THE TASK ->
Copy all of the rows below word for word, but leave out the pictures.

INPUT DATA ->
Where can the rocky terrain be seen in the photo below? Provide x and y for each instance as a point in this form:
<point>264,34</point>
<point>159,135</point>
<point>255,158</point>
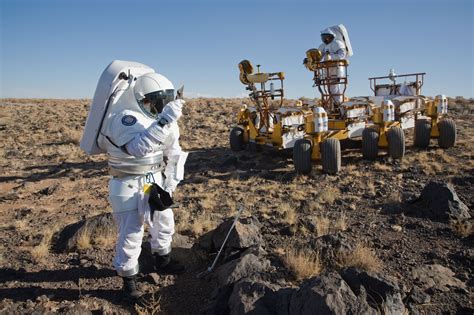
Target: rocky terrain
<point>383,237</point>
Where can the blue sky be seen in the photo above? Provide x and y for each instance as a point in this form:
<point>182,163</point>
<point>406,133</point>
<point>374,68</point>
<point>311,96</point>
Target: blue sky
<point>58,49</point>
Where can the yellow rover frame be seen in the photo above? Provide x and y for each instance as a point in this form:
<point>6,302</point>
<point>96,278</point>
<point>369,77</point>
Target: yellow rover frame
<point>268,132</point>
<point>446,134</point>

TASK RESULT ->
Where can the rocky terrain be seen in the photo below? Provide x and y for each instance as a point in this form:
<point>264,34</point>
<point>159,135</point>
<point>255,158</point>
Target: rocky terrain
<point>383,237</point>
Where can the blue sky be seen in the photo above? Provide x and y for each instance as a point in this form:
<point>182,163</point>
<point>406,133</point>
<point>374,68</point>
<point>311,96</point>
Target: blue sky
<point>58,49</point>
Where can the yellow rover frame be seen in the photo above? Provide x and y for each instance as a point in this form:
<point>6,302</point>
<point>96,278</point>
<point>369,77</point>
Target: yellow rover frame
<point>268,132</point>
<point>446,134</point>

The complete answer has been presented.